▶ DATA EXCERPTS:
☆ ☆ ☆ ☆ ☆
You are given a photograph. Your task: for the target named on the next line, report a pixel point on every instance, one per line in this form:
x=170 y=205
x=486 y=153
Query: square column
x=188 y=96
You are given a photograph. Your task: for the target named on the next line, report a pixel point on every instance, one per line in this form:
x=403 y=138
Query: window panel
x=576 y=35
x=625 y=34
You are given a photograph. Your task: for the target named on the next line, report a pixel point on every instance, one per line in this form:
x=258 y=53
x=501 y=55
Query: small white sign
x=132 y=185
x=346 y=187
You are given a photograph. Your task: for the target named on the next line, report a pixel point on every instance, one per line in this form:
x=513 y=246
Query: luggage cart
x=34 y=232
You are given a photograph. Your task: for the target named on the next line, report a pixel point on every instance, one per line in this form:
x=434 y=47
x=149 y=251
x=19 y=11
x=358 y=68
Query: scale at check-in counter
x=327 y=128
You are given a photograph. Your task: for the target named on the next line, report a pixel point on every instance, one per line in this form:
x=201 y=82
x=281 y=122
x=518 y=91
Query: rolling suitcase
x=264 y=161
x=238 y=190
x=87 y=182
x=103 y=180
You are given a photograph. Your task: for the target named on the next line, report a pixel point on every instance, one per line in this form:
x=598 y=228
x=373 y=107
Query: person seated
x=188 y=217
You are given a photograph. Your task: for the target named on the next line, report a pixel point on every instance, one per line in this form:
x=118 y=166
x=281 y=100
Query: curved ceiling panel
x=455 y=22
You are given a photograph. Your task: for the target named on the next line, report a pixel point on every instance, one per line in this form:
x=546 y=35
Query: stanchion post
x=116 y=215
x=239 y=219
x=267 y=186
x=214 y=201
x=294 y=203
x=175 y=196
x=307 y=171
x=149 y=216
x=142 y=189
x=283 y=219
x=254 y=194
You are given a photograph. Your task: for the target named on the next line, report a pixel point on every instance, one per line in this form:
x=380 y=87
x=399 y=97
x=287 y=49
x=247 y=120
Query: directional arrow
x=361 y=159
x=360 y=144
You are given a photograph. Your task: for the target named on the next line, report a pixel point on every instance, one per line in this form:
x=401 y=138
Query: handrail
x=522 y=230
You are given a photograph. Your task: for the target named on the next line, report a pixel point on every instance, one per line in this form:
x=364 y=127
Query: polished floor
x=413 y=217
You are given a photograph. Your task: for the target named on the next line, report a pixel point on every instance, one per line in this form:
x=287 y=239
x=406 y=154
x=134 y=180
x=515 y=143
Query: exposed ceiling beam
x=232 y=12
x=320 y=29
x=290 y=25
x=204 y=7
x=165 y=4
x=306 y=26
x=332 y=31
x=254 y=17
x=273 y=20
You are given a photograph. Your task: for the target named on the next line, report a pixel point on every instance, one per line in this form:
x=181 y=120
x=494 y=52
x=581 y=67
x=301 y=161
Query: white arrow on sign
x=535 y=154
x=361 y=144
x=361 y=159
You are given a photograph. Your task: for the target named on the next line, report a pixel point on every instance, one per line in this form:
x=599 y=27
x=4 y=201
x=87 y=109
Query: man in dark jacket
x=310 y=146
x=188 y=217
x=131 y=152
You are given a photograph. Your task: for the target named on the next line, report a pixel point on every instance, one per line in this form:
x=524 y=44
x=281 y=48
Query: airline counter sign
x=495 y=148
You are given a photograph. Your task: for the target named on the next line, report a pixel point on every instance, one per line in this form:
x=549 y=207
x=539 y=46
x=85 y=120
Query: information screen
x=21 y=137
☆ ☆ ☆ ☆ ☆
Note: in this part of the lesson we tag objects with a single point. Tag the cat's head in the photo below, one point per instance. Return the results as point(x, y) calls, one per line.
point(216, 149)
☆ ☆ ☆ ☆ ☆
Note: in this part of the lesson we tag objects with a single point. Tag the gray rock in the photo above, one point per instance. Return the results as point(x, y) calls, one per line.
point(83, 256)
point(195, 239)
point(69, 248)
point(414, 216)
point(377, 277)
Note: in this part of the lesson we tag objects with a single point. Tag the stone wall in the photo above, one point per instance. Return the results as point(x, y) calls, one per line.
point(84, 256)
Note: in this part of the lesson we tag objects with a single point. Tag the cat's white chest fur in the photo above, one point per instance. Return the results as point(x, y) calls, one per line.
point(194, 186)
☆ ☆ ☆ ☆ ☆
▶ AIM OF THE TASK: How many lines in the data above contain the word "calls"? Reply with the number only.

▶ SOLUTION TO THIS PROBLEM: 4